*EXERCISE DESCRIPTION*: Reproduce the part of the material that opens with the line containing "TARGET: the cloudy sky" and runs through the end of the material, giving back every line. Shift each coordinate by adding 11 to both of its numbers, and leave all other lines unchanged.

START MATERIAL FOR THIS EXERCISE

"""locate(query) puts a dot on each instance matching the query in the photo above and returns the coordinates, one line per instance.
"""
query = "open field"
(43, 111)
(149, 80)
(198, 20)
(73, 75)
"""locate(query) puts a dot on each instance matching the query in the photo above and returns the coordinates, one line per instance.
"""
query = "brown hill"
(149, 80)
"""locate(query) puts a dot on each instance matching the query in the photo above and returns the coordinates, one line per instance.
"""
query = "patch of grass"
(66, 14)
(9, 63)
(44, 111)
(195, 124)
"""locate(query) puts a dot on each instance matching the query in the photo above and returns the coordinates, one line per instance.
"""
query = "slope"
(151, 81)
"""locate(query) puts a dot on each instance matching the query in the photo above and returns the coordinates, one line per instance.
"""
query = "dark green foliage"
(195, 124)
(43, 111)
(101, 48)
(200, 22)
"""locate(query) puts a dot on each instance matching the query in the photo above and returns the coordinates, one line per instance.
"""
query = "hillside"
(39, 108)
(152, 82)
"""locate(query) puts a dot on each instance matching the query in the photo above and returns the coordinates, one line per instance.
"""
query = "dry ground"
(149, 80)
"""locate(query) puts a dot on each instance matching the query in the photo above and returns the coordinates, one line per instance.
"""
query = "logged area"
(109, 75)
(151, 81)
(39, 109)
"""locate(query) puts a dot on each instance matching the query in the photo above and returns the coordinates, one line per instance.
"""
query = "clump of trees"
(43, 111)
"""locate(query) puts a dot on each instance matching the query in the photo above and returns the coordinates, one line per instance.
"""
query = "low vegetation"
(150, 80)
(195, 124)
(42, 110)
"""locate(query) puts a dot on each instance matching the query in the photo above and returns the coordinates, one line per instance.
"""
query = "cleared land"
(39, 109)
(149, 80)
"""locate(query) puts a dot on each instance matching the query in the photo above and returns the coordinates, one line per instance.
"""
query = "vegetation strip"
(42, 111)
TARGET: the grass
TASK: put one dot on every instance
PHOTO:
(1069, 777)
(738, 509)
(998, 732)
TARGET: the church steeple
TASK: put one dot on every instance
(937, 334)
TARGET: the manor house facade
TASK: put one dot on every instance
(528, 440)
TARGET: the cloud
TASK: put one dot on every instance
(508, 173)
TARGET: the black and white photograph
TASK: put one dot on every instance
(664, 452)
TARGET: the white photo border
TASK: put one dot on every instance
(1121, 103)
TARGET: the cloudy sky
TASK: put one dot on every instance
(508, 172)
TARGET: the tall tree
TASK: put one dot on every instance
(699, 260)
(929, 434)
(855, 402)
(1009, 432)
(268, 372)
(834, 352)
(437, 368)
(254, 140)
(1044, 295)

END MATERIAL FOR THIS EXERCISE

*REPLY*:
TARGET: the cloudy sky
TASK: put one dot on every instance
(519, 183)
TARGET: the tall tree
TASK: put one dot on every instance
(710, 271)
(940, 445)
(866, 413)
(1020, 443)
(279, 383)
(845, 363)
(448, 379)
(265, 151)
(1055, 306)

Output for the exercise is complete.